The records
BEGIN

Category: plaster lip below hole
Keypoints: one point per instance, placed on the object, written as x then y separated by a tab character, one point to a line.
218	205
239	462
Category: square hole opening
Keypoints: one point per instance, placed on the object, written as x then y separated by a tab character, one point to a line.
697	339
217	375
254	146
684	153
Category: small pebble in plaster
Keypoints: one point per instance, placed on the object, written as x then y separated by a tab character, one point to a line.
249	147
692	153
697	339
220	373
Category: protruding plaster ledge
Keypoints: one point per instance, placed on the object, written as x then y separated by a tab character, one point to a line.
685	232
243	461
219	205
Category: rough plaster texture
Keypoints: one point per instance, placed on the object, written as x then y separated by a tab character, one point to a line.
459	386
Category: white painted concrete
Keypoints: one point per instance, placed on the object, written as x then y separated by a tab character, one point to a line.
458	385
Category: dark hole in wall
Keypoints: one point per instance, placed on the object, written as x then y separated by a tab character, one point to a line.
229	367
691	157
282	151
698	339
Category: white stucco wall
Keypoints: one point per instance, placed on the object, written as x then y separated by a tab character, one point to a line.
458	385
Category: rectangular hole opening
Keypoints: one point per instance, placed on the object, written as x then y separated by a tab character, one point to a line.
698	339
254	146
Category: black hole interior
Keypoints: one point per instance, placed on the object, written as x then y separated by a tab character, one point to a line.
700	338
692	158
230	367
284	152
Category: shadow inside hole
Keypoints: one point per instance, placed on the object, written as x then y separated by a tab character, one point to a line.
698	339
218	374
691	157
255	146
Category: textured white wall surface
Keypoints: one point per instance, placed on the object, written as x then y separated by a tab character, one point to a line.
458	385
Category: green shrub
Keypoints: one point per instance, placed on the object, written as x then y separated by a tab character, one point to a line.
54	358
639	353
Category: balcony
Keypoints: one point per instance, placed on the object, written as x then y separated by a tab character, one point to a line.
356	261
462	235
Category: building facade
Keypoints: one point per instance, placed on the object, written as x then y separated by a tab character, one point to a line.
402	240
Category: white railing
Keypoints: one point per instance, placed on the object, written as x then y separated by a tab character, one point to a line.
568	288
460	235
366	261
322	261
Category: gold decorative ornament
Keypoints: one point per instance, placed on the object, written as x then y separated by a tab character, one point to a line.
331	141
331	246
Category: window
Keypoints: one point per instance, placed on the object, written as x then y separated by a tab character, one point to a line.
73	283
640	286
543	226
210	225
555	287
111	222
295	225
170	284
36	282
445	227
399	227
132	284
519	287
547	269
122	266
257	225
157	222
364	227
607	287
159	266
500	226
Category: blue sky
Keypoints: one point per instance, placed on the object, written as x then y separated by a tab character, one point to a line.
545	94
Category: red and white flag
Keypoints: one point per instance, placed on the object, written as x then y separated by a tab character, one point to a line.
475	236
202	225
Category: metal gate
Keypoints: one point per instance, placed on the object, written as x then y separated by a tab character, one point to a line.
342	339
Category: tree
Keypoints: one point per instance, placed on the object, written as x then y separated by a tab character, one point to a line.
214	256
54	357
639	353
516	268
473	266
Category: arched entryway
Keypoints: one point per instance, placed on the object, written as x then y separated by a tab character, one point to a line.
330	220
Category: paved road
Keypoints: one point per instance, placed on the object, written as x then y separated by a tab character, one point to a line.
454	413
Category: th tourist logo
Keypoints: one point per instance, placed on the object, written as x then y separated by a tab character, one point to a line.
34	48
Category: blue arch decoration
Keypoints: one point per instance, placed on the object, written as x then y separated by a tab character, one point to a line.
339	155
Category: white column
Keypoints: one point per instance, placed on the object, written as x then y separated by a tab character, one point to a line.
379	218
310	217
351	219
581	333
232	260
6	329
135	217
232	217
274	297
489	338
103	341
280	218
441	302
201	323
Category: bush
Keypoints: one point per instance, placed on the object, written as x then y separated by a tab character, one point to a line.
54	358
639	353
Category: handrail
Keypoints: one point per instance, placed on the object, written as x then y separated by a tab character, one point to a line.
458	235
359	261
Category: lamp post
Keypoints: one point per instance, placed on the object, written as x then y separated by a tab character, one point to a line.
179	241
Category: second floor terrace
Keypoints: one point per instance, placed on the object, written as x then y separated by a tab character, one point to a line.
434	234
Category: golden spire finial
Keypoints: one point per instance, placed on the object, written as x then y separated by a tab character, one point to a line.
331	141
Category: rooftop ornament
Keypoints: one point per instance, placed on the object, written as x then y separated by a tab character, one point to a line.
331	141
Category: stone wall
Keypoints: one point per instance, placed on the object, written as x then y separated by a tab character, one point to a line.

END

Task details
The answer is each line from the entries above in which the word "hole" occurs.

Result below
Category: plaster lip below hole
Category: square hole opening
Category: dark hole in wall
Category: rectangular hole opening
Category: black hole interior
Category: shadow inside hole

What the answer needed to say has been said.